_What is asked_.
Give back exactly the lines running from the line with "sill, one per instance" to the end of the entries, and only those lines.
Start Data lines
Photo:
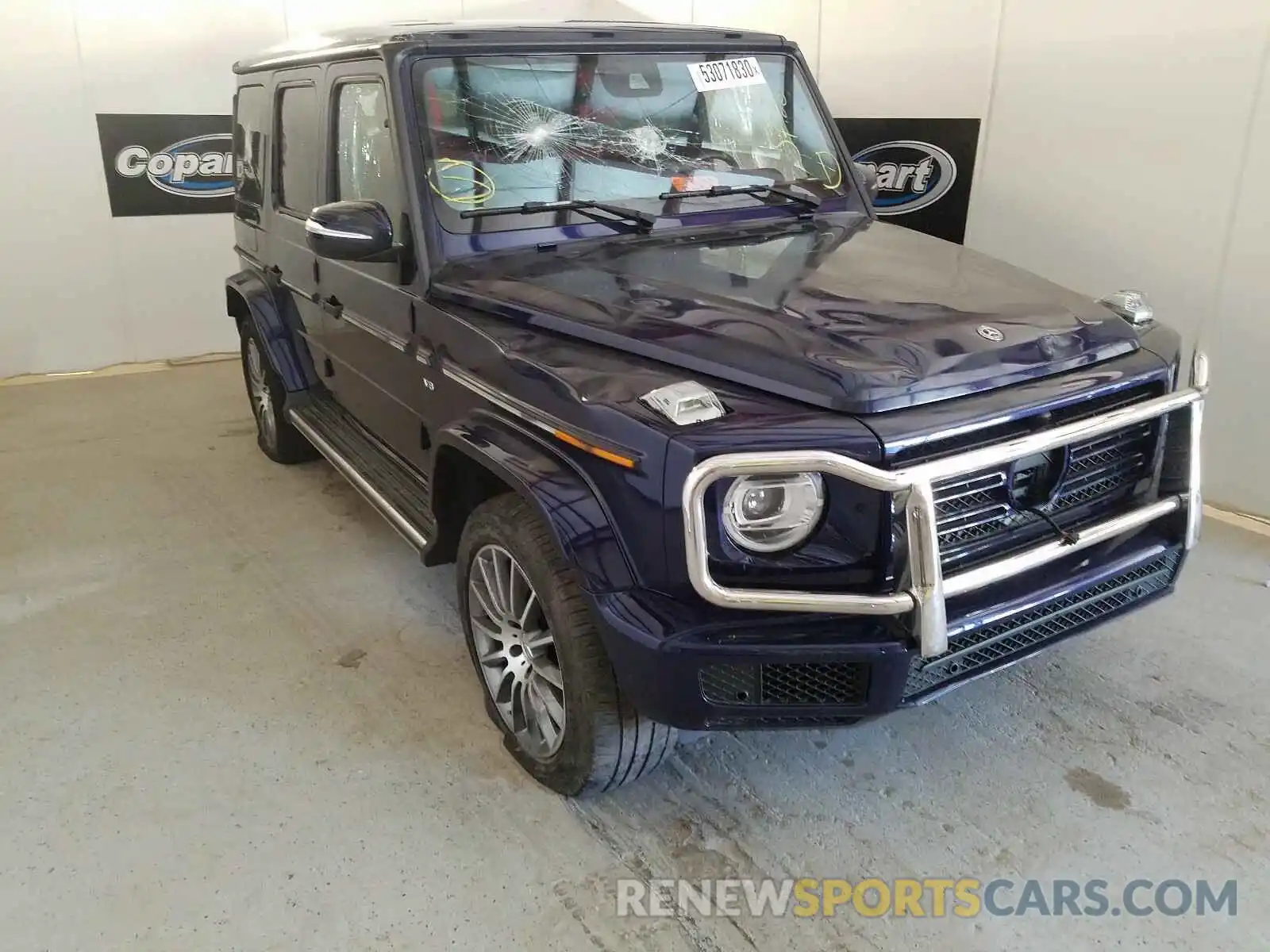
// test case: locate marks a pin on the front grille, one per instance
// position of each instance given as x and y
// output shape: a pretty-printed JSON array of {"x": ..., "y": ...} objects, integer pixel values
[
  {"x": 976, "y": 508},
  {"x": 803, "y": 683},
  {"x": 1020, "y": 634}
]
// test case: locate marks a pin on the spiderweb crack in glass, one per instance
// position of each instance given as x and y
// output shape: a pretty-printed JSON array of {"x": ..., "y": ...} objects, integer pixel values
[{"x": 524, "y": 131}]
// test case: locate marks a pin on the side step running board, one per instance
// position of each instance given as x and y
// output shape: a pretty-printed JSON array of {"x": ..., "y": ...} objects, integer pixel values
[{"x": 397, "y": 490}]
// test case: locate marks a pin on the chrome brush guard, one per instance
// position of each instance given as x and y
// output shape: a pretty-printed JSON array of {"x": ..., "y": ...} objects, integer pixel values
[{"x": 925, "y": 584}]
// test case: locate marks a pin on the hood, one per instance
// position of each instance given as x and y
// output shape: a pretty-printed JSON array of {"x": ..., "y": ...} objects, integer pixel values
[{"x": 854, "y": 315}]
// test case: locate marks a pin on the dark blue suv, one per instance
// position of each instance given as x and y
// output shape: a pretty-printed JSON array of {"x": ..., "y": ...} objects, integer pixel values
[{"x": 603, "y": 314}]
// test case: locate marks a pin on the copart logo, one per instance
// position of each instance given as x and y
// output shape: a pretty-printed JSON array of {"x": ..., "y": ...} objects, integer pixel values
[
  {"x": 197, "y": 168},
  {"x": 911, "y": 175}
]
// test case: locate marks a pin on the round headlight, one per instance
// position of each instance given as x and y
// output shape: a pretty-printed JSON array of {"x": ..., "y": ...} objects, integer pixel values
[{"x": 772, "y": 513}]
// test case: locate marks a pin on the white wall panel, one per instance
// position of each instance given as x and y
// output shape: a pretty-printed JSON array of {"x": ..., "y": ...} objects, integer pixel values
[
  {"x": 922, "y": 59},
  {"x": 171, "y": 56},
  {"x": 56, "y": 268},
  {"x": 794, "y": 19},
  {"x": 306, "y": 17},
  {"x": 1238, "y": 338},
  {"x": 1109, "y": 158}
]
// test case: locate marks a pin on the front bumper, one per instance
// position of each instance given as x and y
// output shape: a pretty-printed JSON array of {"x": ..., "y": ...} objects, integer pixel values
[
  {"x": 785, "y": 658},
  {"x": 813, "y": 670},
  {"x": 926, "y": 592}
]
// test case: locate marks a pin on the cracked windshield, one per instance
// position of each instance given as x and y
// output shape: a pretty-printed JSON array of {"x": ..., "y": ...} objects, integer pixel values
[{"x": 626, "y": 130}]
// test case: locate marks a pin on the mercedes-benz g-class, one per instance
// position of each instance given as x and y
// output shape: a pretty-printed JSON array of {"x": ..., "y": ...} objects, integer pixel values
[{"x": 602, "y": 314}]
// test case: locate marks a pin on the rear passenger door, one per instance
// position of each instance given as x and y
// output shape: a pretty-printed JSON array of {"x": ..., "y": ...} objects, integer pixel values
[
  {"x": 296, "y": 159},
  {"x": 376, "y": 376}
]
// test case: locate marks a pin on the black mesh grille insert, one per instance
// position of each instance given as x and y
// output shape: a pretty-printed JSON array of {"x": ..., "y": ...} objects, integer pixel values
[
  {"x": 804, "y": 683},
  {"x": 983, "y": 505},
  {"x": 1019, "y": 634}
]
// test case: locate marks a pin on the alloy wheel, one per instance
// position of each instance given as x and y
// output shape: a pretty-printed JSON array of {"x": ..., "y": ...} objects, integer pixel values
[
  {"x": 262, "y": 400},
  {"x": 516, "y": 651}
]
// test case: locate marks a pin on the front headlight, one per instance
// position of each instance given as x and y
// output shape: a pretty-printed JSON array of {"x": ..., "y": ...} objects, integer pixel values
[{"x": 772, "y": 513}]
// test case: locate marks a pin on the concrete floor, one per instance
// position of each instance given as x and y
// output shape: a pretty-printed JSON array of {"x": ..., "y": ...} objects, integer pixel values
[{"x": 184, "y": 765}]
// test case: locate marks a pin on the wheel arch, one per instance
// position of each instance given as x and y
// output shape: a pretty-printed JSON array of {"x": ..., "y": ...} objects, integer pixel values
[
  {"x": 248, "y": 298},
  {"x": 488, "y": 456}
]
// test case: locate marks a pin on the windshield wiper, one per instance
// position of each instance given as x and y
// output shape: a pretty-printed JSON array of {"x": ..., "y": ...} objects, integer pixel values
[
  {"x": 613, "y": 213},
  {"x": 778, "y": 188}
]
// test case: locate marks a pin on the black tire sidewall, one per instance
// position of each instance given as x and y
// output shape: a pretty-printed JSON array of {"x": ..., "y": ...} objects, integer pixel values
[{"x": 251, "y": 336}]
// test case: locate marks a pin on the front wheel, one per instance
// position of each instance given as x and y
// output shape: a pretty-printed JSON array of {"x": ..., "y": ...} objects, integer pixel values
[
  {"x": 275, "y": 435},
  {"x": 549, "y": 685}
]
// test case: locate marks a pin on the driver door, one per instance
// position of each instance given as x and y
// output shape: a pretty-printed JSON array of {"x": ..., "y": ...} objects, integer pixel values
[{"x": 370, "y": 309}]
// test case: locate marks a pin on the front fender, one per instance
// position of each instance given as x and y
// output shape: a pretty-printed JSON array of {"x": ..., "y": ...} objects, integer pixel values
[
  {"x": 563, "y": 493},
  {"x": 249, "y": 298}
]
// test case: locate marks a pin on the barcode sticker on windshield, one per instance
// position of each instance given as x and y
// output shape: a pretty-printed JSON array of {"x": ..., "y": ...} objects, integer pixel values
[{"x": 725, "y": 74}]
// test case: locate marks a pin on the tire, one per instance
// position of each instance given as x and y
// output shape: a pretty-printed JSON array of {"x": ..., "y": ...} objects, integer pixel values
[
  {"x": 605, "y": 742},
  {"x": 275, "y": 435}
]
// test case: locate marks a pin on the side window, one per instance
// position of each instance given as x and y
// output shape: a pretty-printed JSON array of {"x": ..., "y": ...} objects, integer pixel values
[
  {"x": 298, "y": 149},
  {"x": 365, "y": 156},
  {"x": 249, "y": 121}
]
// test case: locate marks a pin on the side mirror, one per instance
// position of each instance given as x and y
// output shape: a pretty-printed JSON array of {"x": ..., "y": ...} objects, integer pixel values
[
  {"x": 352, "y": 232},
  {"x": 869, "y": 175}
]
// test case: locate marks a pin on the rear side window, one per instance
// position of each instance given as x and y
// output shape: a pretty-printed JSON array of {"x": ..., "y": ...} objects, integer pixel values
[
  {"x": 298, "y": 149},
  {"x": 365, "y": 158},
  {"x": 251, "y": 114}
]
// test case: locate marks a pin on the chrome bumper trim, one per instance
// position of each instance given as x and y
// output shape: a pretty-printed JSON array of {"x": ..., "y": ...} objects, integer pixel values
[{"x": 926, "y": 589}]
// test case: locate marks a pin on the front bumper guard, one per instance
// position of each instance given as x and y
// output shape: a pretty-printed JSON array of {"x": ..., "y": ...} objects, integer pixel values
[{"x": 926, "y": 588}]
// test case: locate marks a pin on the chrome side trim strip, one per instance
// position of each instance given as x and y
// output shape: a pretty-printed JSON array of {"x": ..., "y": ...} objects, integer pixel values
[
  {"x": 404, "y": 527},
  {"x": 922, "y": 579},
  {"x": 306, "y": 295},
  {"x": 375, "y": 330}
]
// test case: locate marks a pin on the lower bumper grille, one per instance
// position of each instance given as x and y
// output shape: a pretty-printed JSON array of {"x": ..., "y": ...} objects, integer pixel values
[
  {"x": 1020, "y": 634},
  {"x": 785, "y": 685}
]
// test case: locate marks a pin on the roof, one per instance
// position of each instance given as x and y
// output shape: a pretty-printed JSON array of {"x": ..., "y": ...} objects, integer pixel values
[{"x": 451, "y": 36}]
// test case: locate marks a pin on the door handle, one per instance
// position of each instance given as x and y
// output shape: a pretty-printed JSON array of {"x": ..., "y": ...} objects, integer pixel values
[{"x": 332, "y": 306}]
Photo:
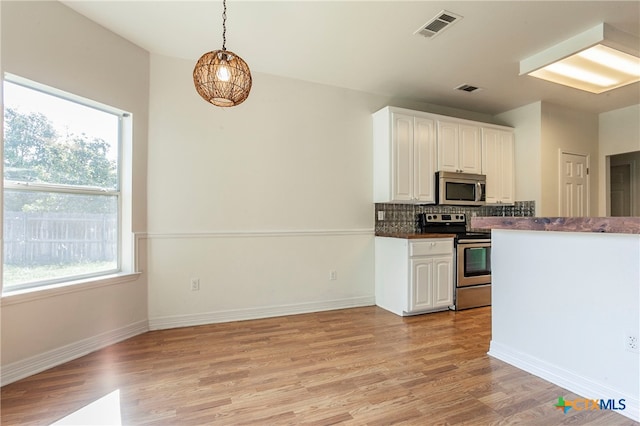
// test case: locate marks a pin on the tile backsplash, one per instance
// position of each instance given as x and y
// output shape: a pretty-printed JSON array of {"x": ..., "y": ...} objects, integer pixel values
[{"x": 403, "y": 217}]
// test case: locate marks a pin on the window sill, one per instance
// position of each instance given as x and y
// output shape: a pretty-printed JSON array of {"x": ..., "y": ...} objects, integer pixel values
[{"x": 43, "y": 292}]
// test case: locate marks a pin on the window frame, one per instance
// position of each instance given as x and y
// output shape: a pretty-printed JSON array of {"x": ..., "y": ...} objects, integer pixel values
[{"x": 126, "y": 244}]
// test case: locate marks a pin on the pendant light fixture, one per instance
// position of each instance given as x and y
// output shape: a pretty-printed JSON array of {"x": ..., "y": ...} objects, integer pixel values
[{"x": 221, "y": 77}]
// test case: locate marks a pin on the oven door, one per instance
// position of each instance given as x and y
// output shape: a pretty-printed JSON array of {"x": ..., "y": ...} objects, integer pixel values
End Data lines
_Completed task_.
// test case: locate marks a pin on the window sill, one per instance
// position of each instance given as x and y
// output shape: a pretty-printed JSON array of {"x": ..., "y": ...} objects, integer pixel values
[{"x": 43, "y": 292}]
// test case: locate marks a pin on the window frame, one per instance
// position of each instance given as x and y
// output shape: a pretty-printed JSON array of {"x": ..., "y": ...} objects, integer pixel values
[{"x": 126, "y": 244}]
// test case: locate marks a pin on the pendant light fixture, one per instance
// position of each instance given as x and y
// output shape: a pretty-printed JSON array of {"x": ..., "y": ...} objects, integer pixel values
[{"x": 221, "y": 77}]
// test case: locate marks a pin on the oven door, one per instance
// position of each instance given as x and y
// output shape: a pretty-printed JSON array of {"x": ..., "y": ...} objects, integer pixel values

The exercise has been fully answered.